▶ Required work
An exact, complete copy of the data is all that is needed.

Records contained in a dataset
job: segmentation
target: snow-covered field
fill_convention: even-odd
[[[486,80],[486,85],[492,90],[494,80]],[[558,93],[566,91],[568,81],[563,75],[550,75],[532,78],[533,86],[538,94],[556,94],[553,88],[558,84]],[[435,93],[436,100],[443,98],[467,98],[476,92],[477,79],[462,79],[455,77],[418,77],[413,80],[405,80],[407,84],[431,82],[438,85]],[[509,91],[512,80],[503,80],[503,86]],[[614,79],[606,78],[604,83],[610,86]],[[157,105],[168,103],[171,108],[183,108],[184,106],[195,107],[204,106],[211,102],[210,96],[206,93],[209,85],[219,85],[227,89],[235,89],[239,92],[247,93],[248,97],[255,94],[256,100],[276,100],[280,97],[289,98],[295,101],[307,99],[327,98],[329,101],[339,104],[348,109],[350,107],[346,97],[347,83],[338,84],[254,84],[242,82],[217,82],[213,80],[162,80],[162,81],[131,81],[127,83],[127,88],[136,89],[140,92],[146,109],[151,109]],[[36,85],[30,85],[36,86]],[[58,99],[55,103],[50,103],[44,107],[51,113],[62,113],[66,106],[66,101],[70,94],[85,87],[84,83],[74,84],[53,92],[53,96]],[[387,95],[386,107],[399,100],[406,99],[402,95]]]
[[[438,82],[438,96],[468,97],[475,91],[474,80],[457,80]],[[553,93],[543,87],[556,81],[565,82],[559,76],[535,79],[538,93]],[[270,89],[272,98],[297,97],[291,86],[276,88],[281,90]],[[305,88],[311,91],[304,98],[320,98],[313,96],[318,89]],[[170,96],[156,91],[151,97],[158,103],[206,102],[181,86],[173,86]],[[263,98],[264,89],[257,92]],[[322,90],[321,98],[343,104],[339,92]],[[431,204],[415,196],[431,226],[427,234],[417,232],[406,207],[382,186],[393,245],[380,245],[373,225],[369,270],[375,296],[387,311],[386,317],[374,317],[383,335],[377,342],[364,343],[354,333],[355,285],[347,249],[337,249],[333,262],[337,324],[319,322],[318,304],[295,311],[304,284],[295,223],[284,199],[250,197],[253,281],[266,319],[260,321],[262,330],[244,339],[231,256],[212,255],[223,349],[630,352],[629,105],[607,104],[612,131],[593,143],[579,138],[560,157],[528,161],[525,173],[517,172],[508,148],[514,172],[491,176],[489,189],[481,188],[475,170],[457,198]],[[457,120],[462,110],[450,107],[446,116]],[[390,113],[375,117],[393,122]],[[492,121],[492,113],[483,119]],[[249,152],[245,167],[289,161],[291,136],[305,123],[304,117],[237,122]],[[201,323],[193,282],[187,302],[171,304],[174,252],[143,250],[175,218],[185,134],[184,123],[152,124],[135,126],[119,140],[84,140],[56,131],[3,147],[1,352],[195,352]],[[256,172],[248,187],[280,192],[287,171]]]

▶ Written solution
job: segmentation
target: snow-covered field
fill_convention: even-odd
[[[486,80],[486,85],[492,90],[494,80]],[[558,93],[566,91],[568,81],[563,75],[550,75],[532,78],[533,86],[538,94],[556,94],[553,88],[558,84]],[[435,93],[436,100],[443,98],[467,98],[476,92],[477,79],[462,79],[455,77],[418,77],[413,80],[405,80],[407,84],[431,82],[438,85]],[[509,91],[512,80],[503,80],[503,86]],[[614,79],[606,78],[604,83],[610,86]],[[157,105],[168,103],[171,108],[183,108],[184,106],[195,107],[204,106],[211,102],[210,96],[206,93],[209,85],[219,85],[227,89],[235,89],[239,92],[247,93],[248,97],[255,94],[256,100],[276,100],[280,97],[289,98],[295,101],[307,99],[327,98],[329,101],[339,104],[348,109],[350,107],[346,97],[347,83],[338,84],[254,84],[242,82],[217,82],[213,80],[162,80],[162,81],[131,81],[127,83],[127,88],[136,89],[140,92],[146,109],[151,109]],[[36,85],[30,85],[36,86]],[[58,99],[55,103],[50,103],[44,107],[51,113],[62,113],[66,106],[66,101],[70,94],[85,87],[84,83],[74,84],[53,92],[53,96]],[[387,95],[386,107],[399,100],[406,99],[402,95]]]
[[[438,82],[438,96],[468,97],[475,91],[474,80],[457,80]],[[553,93],[543,87],[556,81],[565,82],[559,76],[535,79],[538,93]],[[270,89],[272,98],[297,97],[291,86],[276,88],[281,90]],[[305,88],[311,91],[304,98],[320,98],[313,96],[318,89]],[[170,96],[156,91],[151,97],[158,103],[206,102],[181,86],[173,86]],[[263,98],[264,89],[257,92]],[[322,90],[321,98],[343,104],[339,92]],[[431,204],[415,196],[431,226],[427,234],[417,232],[406,207],[382,186],[393,245],[380,245],[373,225],[369,270],[375,296],[387,311],[386,317],[374,317],[383,335],[377,342],[364,343],[354,333],[355,285],[347,249],[337,249],[333,262],[337,324],[319,322],[318,304],[295,311],[304,284],[295,223],[284,199],[250,197],[253,281],[266,319],[260,321],[262,330],[244,339],[231,256],[212,255],[223,349],[630,352],[629,105],[607,104],[612,131],[593,143],[579,138],[560,157],[528,161],[525,173],[517,172],[508,148],[514,172],[491,176],[489,189],[481,188],[475,170],[457,198]],[[457,120],[462,110],[450,107],[446,116]],[[390,113],[375,117],[393,122]],[[492,121],[492,113],[483,119]],[[249,152],[245,167],[289,161],[291,136],[305,123],[304,117],[237,122]],[[201,323],[193,282],[187,302],[171,304],[174,252],[143,250],[175,218],[185,134],[184,123],[152,124],[135,126],[119,140],[84,140],[56,131],[3,147],[1,352],[195,352]],[[256,172],[248,187],[280,192],[287,171]]]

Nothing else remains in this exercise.